*** Opening TEXT PASSAGE ***

This latter discovery indeed came as a surprise, since other labs had reported IL-10 being produced by microglia when these cells were cultured in standard lab dishes. The finding that they do not do so in brain tissue supports the view that microglia – and, indeed all macrophages – take their very identities from the information they sense in their microenvironment, something that is not provided in lab dishes. Jung suggests that there is a reason for microglia forgoing IL-10 production: It enables the cells to give their all to the response and ensure the delay in their return to the ground state.
For the IL-10 study, Jung and his team had created lab mice in which the IL-10 receptors were absent from brain macrophages, but not macrophages in the gut, where the lack of the receptor would produce severe colitis. But the genetic manipulation in this study not only affected microglia but also other macrophages in the brain, including the perivascular cells that line the blood vessels. To address this issue, Jung-Seok Kim in Jung’s lab led a heroic effort to develop an approach for manipulating genes in just one type of brain macrophage, either microglia or perivascular macrophages..

*** Closing TEXT PASSAGE ***
*** Opening GIVEN ENTRIES ***

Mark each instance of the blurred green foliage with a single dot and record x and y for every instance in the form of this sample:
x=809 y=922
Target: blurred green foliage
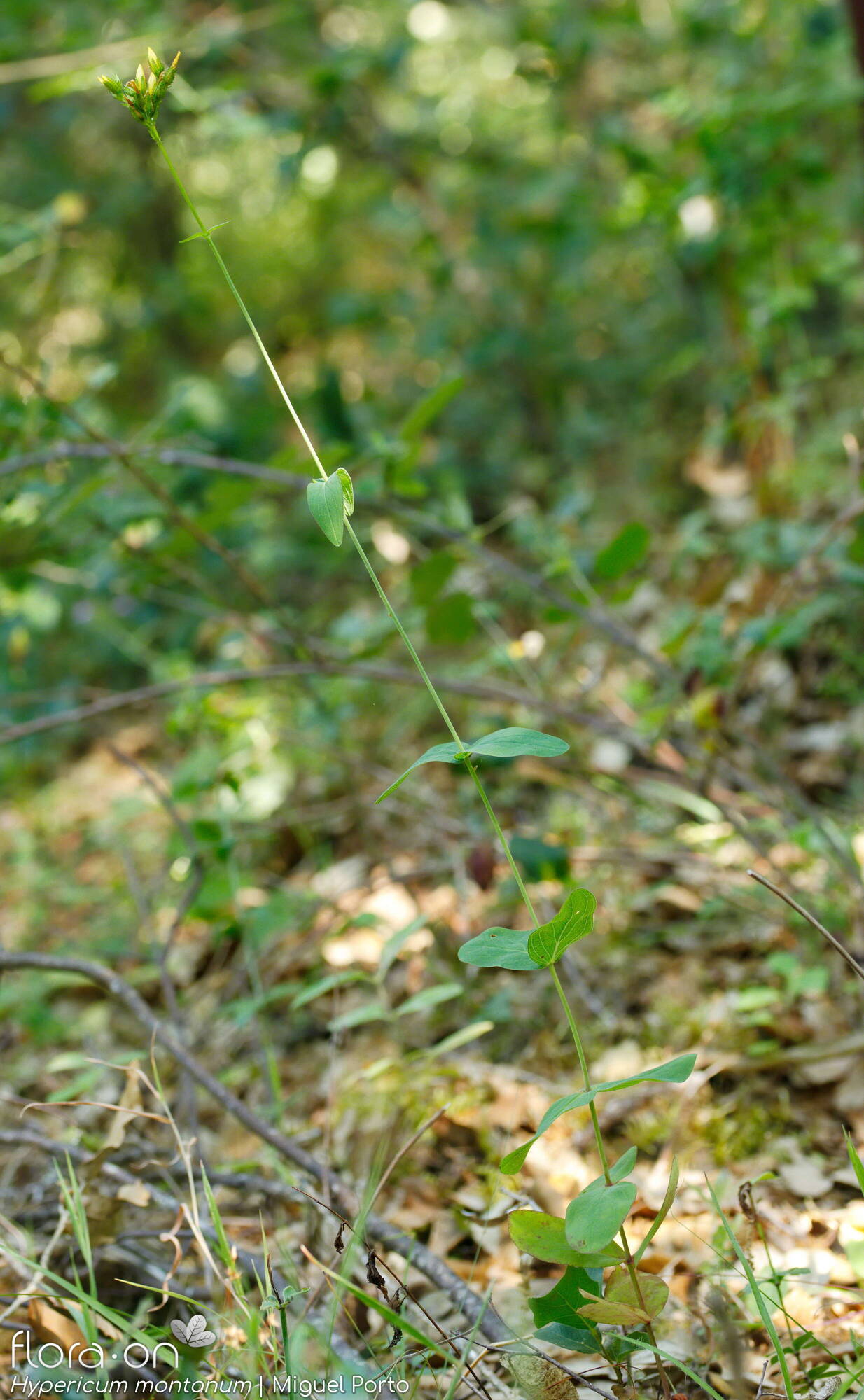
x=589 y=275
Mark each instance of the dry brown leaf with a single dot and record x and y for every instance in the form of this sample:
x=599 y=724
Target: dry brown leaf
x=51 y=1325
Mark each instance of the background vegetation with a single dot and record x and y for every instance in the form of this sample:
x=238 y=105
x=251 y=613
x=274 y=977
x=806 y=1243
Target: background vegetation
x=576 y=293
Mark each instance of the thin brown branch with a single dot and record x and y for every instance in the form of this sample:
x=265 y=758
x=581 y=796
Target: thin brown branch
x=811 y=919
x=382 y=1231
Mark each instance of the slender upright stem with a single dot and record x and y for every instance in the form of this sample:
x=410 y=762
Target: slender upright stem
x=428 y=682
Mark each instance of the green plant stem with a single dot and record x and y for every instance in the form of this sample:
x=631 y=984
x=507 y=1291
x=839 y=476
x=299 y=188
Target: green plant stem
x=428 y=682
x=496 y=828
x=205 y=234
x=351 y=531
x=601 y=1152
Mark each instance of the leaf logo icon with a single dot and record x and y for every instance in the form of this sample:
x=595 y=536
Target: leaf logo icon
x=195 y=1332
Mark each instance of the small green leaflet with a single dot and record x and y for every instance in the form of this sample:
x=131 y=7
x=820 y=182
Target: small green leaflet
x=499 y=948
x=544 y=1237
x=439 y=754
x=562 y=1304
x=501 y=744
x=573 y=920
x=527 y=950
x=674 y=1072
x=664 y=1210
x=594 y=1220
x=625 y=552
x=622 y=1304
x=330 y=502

*** Closing GIVEN ENTRIES ***
*** Opening GIVEN ENTRIES ***

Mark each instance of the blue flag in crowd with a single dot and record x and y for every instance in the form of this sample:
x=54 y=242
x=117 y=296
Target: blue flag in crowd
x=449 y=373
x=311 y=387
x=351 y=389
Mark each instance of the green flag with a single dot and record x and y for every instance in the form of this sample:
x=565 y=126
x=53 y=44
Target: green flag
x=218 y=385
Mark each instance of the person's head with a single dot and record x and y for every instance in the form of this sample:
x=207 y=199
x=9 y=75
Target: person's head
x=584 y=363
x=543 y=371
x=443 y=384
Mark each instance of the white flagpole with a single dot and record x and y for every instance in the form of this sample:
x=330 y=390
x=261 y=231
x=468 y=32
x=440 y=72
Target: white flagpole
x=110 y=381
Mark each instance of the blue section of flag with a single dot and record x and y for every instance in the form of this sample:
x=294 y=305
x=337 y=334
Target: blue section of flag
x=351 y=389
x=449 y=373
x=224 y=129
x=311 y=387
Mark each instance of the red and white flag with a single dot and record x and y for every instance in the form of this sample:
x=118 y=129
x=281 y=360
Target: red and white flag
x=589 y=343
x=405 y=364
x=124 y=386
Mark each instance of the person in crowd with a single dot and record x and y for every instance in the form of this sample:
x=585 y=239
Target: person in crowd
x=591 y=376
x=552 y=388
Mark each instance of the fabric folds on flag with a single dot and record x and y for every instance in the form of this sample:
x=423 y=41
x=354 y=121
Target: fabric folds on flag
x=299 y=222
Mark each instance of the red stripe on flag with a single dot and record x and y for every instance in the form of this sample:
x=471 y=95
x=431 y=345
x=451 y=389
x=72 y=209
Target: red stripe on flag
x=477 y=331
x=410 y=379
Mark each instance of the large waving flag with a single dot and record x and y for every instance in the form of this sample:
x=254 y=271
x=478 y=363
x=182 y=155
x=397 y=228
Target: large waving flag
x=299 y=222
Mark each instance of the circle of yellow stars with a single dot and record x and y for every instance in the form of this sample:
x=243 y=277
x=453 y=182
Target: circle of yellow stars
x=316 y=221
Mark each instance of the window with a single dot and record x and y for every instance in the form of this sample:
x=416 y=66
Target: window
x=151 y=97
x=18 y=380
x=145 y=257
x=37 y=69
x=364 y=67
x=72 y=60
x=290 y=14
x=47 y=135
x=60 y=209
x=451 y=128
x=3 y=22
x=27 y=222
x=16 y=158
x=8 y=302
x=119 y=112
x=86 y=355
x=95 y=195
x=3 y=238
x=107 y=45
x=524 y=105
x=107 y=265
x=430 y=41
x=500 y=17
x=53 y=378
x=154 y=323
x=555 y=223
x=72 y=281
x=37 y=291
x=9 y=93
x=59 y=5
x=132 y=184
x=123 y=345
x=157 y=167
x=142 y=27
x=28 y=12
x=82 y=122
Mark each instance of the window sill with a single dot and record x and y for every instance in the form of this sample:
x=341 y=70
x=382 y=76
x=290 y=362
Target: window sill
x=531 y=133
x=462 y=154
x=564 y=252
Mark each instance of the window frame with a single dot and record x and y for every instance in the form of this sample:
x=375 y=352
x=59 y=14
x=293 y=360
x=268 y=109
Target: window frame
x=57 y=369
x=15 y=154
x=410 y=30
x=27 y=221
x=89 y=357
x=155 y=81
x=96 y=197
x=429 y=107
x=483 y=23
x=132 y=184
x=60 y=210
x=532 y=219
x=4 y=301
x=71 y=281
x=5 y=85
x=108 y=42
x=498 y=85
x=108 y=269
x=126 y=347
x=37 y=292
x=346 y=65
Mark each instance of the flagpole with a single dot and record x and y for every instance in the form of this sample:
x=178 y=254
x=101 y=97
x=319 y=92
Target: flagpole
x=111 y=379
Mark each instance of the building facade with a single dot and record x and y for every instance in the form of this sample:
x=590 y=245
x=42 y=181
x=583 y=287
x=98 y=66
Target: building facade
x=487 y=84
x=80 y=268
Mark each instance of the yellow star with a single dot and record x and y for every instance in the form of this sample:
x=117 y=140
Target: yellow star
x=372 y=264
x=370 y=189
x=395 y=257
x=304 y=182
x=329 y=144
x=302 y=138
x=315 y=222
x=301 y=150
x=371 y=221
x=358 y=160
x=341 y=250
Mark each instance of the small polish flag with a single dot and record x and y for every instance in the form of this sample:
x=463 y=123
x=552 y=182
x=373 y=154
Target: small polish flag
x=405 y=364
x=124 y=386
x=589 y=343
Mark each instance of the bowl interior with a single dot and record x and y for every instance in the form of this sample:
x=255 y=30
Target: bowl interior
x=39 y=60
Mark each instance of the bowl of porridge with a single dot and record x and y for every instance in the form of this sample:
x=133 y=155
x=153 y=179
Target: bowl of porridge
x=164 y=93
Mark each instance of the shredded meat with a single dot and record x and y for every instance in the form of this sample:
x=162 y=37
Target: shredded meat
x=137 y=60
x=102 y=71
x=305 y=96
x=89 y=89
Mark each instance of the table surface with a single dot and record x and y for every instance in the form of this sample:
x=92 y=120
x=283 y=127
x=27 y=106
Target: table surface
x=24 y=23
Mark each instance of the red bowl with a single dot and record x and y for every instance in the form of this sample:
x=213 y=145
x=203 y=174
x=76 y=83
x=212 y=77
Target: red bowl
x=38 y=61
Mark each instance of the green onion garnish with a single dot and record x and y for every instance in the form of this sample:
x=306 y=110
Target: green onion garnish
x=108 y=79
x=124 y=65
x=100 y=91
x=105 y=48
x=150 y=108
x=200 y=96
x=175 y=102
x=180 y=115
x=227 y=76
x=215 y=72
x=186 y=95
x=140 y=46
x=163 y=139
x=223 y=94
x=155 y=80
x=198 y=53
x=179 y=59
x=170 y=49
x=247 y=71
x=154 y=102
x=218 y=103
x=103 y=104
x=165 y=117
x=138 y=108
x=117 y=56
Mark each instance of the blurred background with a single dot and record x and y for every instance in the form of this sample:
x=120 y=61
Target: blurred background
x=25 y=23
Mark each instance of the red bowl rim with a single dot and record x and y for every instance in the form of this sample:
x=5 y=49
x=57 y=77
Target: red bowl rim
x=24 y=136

*** Closing GIVEN ENTRIES ***
*** Opening GIVEN ENTRIES ***

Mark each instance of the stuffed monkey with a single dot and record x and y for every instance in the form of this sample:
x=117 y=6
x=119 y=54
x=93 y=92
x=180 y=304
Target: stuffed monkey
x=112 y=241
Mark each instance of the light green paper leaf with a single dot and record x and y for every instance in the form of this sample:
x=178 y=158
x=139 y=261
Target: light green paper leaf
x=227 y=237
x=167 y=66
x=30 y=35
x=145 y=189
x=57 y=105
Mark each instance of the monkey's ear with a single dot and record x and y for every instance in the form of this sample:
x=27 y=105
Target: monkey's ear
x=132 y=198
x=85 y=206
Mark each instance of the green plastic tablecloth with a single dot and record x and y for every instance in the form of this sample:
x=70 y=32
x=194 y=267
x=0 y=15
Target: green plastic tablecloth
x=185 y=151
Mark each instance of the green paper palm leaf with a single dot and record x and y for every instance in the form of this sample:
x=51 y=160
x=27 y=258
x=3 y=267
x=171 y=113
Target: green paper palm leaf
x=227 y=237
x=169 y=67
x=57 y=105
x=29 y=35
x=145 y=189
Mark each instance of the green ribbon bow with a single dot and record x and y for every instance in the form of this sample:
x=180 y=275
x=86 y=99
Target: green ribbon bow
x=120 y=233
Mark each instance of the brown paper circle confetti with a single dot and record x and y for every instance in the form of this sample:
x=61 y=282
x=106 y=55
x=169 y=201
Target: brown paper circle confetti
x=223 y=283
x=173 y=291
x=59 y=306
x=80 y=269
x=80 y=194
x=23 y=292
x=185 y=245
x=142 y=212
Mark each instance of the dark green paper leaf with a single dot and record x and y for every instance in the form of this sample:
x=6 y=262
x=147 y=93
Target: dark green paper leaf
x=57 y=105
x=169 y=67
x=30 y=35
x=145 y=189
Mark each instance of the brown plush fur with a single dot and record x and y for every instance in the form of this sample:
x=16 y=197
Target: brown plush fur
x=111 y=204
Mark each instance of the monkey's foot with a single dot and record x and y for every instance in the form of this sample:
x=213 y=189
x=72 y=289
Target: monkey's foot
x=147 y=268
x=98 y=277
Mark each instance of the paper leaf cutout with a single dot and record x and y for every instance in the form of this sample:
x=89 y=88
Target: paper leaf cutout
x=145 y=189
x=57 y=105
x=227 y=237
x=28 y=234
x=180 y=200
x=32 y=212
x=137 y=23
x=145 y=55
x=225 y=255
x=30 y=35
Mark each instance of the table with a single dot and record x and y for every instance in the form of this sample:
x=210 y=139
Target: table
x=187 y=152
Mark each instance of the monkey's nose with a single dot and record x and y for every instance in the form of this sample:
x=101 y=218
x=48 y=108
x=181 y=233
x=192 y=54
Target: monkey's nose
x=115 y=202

*** Closing GIVEN ENTRIES ***

- WHAT IS REQUIRED: List every body part or organ named in the text about microglia and IL-10.

- SOLUTION TO THIS PROBLEM: brain, gut, blood vessels